▶ _Data for processing_

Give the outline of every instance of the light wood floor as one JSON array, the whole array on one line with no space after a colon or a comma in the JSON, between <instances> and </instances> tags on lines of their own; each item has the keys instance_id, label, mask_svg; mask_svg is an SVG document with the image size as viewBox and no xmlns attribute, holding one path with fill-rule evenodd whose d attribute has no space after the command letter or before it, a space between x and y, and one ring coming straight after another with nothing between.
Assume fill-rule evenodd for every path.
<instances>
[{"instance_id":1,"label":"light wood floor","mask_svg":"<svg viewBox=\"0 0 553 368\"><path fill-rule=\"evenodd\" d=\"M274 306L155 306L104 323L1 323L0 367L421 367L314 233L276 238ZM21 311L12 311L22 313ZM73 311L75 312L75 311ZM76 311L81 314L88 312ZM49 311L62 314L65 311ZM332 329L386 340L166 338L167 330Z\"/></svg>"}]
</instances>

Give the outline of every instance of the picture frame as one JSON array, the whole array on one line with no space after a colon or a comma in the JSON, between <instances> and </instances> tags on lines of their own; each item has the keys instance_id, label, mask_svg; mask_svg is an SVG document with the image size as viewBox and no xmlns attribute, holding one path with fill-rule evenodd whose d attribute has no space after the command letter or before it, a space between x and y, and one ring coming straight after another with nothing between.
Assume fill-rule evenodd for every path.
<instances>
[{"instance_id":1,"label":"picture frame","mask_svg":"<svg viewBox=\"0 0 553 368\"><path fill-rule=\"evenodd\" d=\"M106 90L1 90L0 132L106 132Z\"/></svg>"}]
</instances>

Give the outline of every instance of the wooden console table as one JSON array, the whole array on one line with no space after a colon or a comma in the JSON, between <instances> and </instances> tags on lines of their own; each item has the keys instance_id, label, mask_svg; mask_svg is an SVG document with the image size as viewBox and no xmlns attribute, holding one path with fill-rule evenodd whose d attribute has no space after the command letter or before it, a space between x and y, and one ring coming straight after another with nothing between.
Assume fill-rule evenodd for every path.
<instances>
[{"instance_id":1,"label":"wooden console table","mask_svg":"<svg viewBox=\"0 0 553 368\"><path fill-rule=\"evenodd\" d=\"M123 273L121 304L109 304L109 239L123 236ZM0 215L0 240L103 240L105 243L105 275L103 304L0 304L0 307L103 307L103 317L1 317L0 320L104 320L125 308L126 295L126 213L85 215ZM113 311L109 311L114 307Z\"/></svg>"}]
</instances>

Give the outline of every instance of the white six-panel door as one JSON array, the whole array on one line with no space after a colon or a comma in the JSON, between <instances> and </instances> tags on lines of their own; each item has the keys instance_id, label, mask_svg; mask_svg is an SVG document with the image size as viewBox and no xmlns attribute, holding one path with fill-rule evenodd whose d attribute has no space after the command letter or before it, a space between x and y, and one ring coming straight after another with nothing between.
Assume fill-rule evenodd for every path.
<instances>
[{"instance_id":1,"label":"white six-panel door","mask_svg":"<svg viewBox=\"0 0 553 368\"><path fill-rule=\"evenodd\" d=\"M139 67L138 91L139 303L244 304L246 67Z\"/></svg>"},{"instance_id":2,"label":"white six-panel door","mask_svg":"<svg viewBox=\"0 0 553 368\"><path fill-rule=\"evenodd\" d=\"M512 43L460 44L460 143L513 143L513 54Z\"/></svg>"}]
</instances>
--
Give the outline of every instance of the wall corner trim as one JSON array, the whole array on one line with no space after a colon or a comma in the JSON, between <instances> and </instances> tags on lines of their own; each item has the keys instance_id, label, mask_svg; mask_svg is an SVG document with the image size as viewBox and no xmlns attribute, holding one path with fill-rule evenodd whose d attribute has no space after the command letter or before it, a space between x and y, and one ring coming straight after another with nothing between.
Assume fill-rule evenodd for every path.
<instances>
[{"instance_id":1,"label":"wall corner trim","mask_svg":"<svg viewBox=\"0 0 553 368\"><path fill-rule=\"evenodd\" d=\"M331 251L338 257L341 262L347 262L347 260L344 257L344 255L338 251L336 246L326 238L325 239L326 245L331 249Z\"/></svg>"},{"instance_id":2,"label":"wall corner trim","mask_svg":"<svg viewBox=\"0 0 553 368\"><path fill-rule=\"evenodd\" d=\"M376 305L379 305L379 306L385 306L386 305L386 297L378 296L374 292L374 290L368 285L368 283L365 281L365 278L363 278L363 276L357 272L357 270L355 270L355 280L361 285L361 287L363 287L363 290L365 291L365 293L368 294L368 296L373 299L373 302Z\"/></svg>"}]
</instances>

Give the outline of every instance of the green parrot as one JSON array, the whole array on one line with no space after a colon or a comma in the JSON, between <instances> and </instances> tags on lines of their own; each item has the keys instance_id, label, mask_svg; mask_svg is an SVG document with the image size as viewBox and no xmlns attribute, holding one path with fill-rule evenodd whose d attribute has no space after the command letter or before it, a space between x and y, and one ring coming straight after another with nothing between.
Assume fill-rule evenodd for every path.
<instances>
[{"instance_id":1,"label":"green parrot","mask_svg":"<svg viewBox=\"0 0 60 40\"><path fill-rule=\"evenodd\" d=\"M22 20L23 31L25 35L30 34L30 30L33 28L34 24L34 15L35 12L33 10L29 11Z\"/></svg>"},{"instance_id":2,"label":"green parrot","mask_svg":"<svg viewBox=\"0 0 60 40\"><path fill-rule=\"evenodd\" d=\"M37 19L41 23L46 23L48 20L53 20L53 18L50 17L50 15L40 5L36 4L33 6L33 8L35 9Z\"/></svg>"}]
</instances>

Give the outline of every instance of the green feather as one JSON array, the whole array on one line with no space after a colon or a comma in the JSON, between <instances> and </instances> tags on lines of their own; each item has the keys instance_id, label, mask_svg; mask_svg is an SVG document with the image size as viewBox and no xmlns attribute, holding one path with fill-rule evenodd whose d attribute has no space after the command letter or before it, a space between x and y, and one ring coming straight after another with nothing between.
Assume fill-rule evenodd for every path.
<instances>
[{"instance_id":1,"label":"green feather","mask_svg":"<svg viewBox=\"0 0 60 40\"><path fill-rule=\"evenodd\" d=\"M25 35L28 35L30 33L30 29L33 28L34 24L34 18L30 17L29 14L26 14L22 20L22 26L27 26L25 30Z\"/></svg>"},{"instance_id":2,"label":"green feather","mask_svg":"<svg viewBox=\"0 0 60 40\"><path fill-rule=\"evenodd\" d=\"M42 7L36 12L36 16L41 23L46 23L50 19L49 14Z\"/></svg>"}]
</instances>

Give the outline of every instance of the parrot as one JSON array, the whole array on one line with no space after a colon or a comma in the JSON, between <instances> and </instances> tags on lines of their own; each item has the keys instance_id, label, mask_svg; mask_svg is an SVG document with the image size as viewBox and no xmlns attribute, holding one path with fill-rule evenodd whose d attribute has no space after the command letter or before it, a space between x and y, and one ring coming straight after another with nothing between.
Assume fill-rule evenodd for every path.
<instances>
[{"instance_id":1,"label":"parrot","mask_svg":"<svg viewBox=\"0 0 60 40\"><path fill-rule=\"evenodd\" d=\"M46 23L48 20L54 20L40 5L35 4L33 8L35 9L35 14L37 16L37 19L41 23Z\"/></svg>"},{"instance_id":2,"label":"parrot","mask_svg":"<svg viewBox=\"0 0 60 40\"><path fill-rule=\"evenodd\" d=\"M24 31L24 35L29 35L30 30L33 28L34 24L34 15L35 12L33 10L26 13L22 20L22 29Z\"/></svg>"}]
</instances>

▶ _Goal_
Identify every line in the material above that contains the string "frame" and copy each of those lines in full.

▶ _Written solution_
Give the outline of every instance of the picture frame as one JSON array, the whole array on one line with no space after a colon or a comma in the JSON, between <instances> and </instances> tags on lines of their own; each item has the keys instance_id, label, mask_svg; mask_svg is an SVG document with the image size as viewBox and no xmlns attribute, holding one path with fill-rule evenodd whose d attribute has no space after the command letter or before it, a space between x and y, and one ring coming straight after another with nothing between.
[{"instance_id":1,"label":"picture frame","mask_svg":"<svg viewBox=\"0 0 553 368\"><path fill-rule=\"evenodd\" d=\"M106 90L1 90L0 132L106 132Z\"/></svg>"}]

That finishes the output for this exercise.